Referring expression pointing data

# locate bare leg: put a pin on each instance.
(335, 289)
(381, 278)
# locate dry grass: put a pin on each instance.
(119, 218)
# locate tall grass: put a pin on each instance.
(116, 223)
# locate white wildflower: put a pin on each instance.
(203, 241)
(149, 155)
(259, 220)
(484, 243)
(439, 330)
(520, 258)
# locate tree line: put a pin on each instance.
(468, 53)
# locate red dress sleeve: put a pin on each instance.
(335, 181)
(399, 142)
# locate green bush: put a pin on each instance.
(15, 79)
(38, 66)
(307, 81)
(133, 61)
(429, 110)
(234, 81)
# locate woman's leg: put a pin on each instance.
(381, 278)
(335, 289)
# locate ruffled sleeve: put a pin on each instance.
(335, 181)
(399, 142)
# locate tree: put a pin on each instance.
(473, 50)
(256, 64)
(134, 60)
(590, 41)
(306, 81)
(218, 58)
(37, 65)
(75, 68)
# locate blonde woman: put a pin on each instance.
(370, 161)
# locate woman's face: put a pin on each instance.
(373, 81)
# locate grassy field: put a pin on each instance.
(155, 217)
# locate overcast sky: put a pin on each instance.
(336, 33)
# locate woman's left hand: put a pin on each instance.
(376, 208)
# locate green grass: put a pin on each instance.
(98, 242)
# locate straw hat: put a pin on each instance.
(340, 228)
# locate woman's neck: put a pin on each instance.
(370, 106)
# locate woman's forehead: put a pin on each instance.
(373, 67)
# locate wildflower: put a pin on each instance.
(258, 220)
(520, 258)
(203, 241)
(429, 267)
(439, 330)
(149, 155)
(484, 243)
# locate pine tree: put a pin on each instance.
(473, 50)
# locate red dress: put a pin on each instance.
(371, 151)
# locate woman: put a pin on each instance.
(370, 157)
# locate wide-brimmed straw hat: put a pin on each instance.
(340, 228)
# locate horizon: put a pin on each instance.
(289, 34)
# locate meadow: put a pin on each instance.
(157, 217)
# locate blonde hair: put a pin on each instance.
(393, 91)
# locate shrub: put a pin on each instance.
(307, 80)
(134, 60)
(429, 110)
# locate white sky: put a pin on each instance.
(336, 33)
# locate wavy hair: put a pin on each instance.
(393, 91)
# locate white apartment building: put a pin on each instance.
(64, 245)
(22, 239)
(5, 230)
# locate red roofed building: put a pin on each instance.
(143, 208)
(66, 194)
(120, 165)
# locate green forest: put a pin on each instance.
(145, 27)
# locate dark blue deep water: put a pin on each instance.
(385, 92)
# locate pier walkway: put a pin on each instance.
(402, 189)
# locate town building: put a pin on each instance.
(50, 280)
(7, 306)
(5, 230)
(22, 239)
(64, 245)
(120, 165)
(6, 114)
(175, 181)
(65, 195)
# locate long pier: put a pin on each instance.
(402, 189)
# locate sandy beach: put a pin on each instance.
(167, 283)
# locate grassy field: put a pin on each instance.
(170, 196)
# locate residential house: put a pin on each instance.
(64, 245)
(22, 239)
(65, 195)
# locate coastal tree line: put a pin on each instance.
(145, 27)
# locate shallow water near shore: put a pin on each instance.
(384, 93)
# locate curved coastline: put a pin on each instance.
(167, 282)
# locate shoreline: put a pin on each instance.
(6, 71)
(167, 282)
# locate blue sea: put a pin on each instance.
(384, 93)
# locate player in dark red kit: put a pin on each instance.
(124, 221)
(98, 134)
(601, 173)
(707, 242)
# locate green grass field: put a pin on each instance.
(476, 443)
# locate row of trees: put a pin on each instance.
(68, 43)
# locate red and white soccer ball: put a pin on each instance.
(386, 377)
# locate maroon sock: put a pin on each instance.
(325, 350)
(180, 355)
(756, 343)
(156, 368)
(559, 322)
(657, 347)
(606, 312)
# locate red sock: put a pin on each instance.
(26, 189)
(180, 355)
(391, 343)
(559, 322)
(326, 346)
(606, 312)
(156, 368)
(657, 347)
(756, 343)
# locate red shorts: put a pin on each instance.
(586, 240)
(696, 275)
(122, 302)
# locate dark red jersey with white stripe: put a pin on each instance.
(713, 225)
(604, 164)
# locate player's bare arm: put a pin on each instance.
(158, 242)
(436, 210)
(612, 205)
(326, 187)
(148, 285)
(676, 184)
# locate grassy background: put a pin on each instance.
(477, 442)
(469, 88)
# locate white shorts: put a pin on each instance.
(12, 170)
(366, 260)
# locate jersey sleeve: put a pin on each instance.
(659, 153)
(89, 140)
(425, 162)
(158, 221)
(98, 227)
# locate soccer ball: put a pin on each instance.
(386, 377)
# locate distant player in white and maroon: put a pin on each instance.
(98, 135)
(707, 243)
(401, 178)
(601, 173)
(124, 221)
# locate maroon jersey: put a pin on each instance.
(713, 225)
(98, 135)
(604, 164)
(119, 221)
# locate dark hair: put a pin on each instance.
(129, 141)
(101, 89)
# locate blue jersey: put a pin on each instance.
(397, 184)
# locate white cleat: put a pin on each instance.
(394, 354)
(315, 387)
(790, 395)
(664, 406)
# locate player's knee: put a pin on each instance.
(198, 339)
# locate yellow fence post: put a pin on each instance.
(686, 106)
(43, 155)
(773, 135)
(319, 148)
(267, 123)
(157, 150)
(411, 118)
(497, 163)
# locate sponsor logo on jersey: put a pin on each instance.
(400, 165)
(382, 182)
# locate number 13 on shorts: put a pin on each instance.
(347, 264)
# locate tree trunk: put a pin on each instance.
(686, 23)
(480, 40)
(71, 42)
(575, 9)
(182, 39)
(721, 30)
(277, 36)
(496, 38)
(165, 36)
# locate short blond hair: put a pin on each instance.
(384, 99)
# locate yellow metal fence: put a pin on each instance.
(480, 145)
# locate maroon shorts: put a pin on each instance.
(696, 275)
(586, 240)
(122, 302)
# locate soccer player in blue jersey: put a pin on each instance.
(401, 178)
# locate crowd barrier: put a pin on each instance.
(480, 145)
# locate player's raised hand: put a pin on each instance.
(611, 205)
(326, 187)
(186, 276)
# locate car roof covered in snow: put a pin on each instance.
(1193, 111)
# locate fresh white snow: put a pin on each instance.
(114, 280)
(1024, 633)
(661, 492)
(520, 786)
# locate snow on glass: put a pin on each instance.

▶ _Task details_:
Every record, word for word, must be returned.

▶ _Task result_:
# locate bare leg: put a pin on each instance.
(335, 289)
(381, 278)
# locate dry grass: put a pin on each instance.
(119, 218)
# locate tall grass: put a pin on each instance.
(116, 223)
# locate white wildflower: put a pin on each instance.
(203, 241)
(149, 155)
(259, 220)
(484, 243)
(439, 330)
(520, 258)
# locate tree line: put a pin on each instance.
(468, 53)
# locate red dress sleeve: put a pin on each instance.
(335, 181)
(399, 142)
# locate green bush: put a pin on each instance.
(15, 79)
(38, 66)
(307, 81)
(133, 61)
(429, 110)
(234, 81)
# locate woman's leg: put a pin on each instance.
(381, 278)
(335, 289)
# locate ruffled sleeve: put a pin on each instance.
(335, 181)
(399, 142)
# locate tree: put a pin on each instance.
(473, 50)
(256, 64)
(134, 60)
(590, 41)
(306, 81)
(218, 58)
(37, 65)
(75, 68)
# locate blonde woman: put a pin on each instance.
(370, 161)
# locate woman's face: put a pin on each instance.
(373, 81)
# locate grassy field: put a pin on each instance.
(155, 217)
# locate overcast sky: put a pin on each instance.
(336, 33)
# locate woman's left hand: put a pin on each instance.
(376, 208)
# locate green grass: put a pin on each instance.
(98, 242)
# locate straw hat: put a pin on each instance.
(340, 228)
# locate woman's neck: put a pin on each instance.
(370, 106)
# locate woman's forehead: put a pin on each instance.
(373, 67)
# locate wildflower: put a pin on each instance.
(258, 220)
(520, 258)
(203, 241)
(429, 267)
(439, 330)
(149, 155)
(484, 243)
# locate pine tree: put a pin on each instance.
(473, 50)
# locate red dress: put a pin on each instance.
(371, 151)
# locate woman: put a pin on each instance.
(370, 157)
# locate wide-brimmed straw hat: put a pin on each instance.
(340, 228)
# locate horizon: put a pin on each instance.
(289, 34)
# locate meadow: put a pin on each instance.
(157, 217)
# locate blonde hair: put a pin on each instance.
(393, 91)
# locate shrub: put a pin on each instance.
(307, 80)
(134, 60)
(429, 110)
# locate white sky: put a pin on each instance.
(336, 33)
# locate wavy hair: put a pin on each instance.
(393, 91)
# locate white apartment building: put a pin on each instance.
(64, 245)
(22, 239)
(5, 230)
# locate red roofed building: put a pin on each instance.
(143, 208)
(66, 194)
(120, 165)
# locate green forest: put a pin on each instance.
(145, 27)
# locate dark blue deep water: put a pin on each instance.
(385, 92)
# locate pier walkway: put a pin on each instance.
(402, 189)
# locate town building: put a pin on each instance.
(50, 280)
(7, 306)
(5, 230)
(22, 239)
(64, 245)
(120, 165)
(6, 114)
(175, 181)
(65, 195)
# locate long pier: put a pin on each instance.
(402, 189)
# locate sandy beach: put a pin on each instance.
(167, 283)
# locate grassy field: put a pin on each instance.
(170, 196)
# locate residential house: put a pin on each instance.
(64, 245)
(22, 239)
(65, 195)
# locate coastal tree line: put a pin on each instance.
(145, 27)
# locate shallow water near shore: put a pin on each instance.
(384, 93)
# locate curved coastline: put a pin on each instance.
(167, 282)
# locate shoreline: put a pin on each instance.
(6, 71)
(167, 282)
# locate blue sea: put a pin on each instance.
(384, 93)
# locate player in dark red kit: put a pin on each instance.
(124, 221)
(98, 134)
(601, 173)
(707, 242)
# locate green grass field: put a pin on each instance.
(476, 443)
# locate row of trees: put a pin on each instance.
(68, 43)
# locate red and white soccer ball: put a pin on each instance.
(386, 377)
# locate maroon sock: put a pin on each instance.
(325, 350)
(180, 355)
(756, 343)
(156, 368)
(559, 322)
(657, 347)
(606, 312)
# locate red sock: put a pin on each instance.
(26, 189)
(180, 355)
(391, 343)
(559, 322)
(326, 346)
(606, 312)
(156, 368)
(657, 347)
(756, 343)
# locate red shorts: put a pin on each instance.
(586, 240)
(696, 275)
(122, 302)
# locate dark red jersey with white stripe: put a pin on each instance.
(713, 225)
(604, 164)
# locate player's bare arm: put a pin on each instance.
(158, 242)
(436, 210)
(612, 205)
(326, 187)
(148, 285)
(676, 184)
# locate grassy background: put a pin on each instance.
(477, 442)
(469, 88)
# locate white shorts: put a pin on each instance.
(12, 170)
(366, 260)
# locate jersey sleeve: put a pin on each instance.
(659, 153)
(89, 140)
(425, 162)
(158, 221)
(98, 227)
# locate soccer ball: put a pin on each instance.
(386, 377)
# locate distant player in white and maroon: put a pin on each instance.
(98, 135)
(707, 243)
(401, 178)
(601, 173)
(124, 221)
# locate maroon jersey: put a pin on each instance.
(713, 225)
(98, 135)
(604, 164)
(119, 221)
# locate dark hair: put a pin on each instance.
(129, 141)
(101, 89)
# locate blue jersey: put a pin on each instance.
(397, 184)
# locate white cleat: put a pin on each instance.
(394, 354)
(315, 387)
(790, 395)
(664, 406)
# locate player's knee: put a pin on each instance.
(198, 339)
# locate yellow fence post: put a pin on each instance.
(686, 106)
(43, 155)
(773, 135)
(319, 148)
(267, 123)
(157, 150)
(411, 118)
(497, 163)
# locate sponsor logo on jersey: put a pin on each instance.
(400, 165)
(382, 182)
# locate number 13 on shorts: put a pin on each instance.
(347, 264)
# locate tree trunk: put a pin on each instance.
(686, 23)
(480, 40)
(71, 42)
(575, 9)
(182, 39)
(721, 30)
(277, 36)
(496, 38)
(165, 36)
# locate short blond hair: put a pin on each instance.
(384, 99)
# locate yellow metal fence: put a pin on each instance.
(480, 145)
# locate maroon shorts: put a pin on each instance.
(696, 275)
(586, 240)
(122, 302)
# locate soccer player in blue jersey: put a pin on each instance.
(401, 178)
# locate crowd barrier: put a pin on each instance.
(480, 145)
# locate player's raised hand: put a pin on each instance.
(611, 205)
(326, 187)
(186, 276)
# locate car roof covered in snow: put a pin on each instance.
(1193, 111)
# locate fresh white snow: put a pin on each instance.
(114, 280)
(1024, 633)
(661, 492)
(520, 786)
# locate snow on glass: put a pin on each instance.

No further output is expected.